[Brief a]: Reproduce the records unchanged, from the line containing "Practice step: pick out every instance of the tall" through the line containing "[(418, 107), (435, 86)]", both lines included.

[Excerpt]:
Documenting my family's past for future generations. My family tree includes the Smith/Mansell families of Alabama and Oklahoma, the Castle/Day families of Kentucky and Oklahoma, the Wheat/Ming families of Texas and Oklahoma, and the Bell/Roberts families of Mississippi, Tennessee, and Oklahoma.

Showing posts with label Wales. Show all posts
Showing posts with label Wales. Show all posts

Friday, June 21, 2013

Celtic Roots

I woke up this morning, turned on the television, and remembered that today is the summer solstice when I saw a story about the crowds celebrating the height of summer at Stonehenge.  There were fewer arrests than usual.

This time last year I was on a whirlwind trip of a lifetime to Ireland, Wales, and England.  My biggest regret is that I didn’t get to see Stonehenge.  I have been fascinated with Celtic Britain for almost my whole life.  Although I haven’t followed any ancestors across the ocean to the homeland, I’m quite sure I have Scots, Irish, and Welsh blood flowing through my veins. 

It began to be a joke among the travelers last year that I was the only one who had come on the trip to see Wales.  Hardly anyone else knew anything about Wales, but I have always loved the high fantasy books based on its mythology: The Crystal Cave and its sequels by Mary Stewart; the Prydain Chronicles, a series for young people by Lloyd Alexander; and of course, anything about King Arthur.  Then as I began to do genealogy, I began to see over and over again: “They came from Wales,” when reading about the origins of my ancestors.

Wales was everything I expected.  Ireland was beautifully green and pastoral.  Wales was all rocky mountains, misty and wild.  I can see why it would be easy to invent stories of magic about the place.  The highlight of the whole trip for me came the night we spent in the wonderfully Welsh town of Llangollen, where the International Eisteddfod music competition is held every year.  At dinner I looked out the window of the hotel dining room to the top of a tall hill across the river that ran through Llangollen.  It almost looked like a menagerie made out of vines, but when we asked the waitress, we found that we were looking at the ruins of Dinas Bran.  I knew that name!  In one of my favorite fantasy series, The Dark Is Rising by Susan Cooper, major events in the story take place at Dinas Bran.

Records:
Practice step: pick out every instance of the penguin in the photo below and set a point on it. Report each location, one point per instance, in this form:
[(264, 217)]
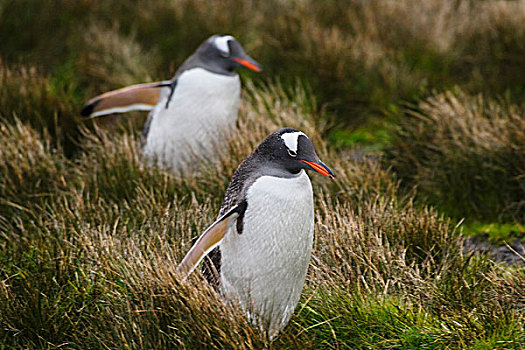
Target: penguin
[(190, 115), (258, 250)]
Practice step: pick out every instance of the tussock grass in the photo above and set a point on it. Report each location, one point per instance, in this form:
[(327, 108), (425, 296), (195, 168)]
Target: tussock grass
[(466, 154), (92, 264), (90, 237), (361, 58)]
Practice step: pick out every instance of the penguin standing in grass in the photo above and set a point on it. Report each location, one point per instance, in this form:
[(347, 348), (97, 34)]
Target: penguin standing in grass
[(260, 246), (192, 114)]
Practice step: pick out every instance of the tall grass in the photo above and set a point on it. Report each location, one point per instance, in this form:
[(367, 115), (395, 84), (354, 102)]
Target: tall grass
[(90, 245), (90, 238), (361, 58), (466, 154)]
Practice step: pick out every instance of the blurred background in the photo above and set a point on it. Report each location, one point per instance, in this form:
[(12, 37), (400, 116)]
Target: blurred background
[(418, 107), (435, 86)]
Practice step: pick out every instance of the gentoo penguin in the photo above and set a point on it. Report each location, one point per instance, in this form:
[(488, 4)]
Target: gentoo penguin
[(189, 113), (260, 246)]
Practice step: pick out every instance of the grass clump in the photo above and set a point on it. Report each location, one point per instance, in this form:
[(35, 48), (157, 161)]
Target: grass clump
[(465, 154), (93, 264)]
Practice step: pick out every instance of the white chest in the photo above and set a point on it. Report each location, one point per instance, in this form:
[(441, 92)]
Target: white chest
[(201, 112), (264, 268)]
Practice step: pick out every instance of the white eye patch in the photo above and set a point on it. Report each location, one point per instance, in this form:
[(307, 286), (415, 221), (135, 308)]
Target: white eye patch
[(221, 43), (291, 139)]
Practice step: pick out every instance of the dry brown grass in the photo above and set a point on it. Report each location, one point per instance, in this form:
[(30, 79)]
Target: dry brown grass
[(93, 263), (465, 153)]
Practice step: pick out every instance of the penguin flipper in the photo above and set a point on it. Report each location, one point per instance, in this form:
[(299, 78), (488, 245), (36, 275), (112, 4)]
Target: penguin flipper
[(141, 97), (210, 239)]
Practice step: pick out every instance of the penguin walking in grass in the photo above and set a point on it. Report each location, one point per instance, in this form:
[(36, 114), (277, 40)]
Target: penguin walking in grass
[(191, 114), (258, 251)]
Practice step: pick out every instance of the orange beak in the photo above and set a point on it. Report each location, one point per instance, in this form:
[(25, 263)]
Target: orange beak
[(250, 64), (320, 168)]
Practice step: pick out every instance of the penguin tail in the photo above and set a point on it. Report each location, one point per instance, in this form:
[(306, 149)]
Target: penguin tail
[(141, 97)]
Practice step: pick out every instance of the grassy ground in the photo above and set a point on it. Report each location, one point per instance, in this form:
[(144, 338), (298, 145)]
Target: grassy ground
[(415, 105)]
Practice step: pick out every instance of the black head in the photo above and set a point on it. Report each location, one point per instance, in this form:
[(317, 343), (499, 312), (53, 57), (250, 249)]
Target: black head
[(286, 152), (223, 54)]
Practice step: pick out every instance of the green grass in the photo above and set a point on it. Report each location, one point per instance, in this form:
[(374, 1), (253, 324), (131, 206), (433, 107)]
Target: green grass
[(90, 238), (90, 244), (496, 232)]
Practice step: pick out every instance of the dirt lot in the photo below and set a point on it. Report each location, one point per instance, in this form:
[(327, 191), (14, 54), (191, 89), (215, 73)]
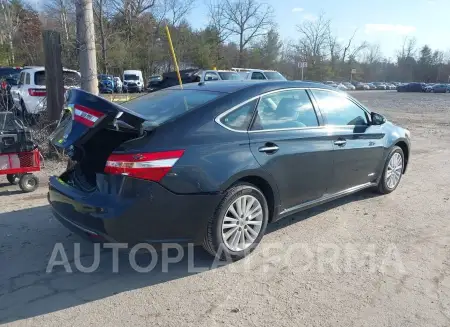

[Brief b]: Does the Celtic Roots post agree with each of these statements: (i) the writer saw Stonehenge on last year's trip, (ii) the ruins seen from the hotel dining room in Llangollen were those of Dinas Bran, (iii) the Prydain Chronicles were written by Mary Stewart? For each, answer yes or no and quote the deciding words of the post.

[Complete answer a]:
Practice step: pick out every instance of the tall grass in the photo above and set a point on it. Report each location, one point per instance, in this form:
[(367, 115), (395, 84), (354, 102)]
Target: tall grass
[(90, 245), (90, 238), (361, 58), (466, 154)]
Practice step: pick out every instance of the blurred background in the photo above and set a point on it. Report each location, one point per instance, in this form:
[(12, 37), (400, 116)]
Target: blurred background
[(418, 107), (435, 86)]

[Complete answer b]:
(i) No: "My biggest regret is that I didn’t get to see Stonehenge."
(ii) Yes: "we found that we were looking at the ruins of Dinas Bran."
(iii) No: "the Prydain Chronicles, a series for young people by Lloyd Alexander"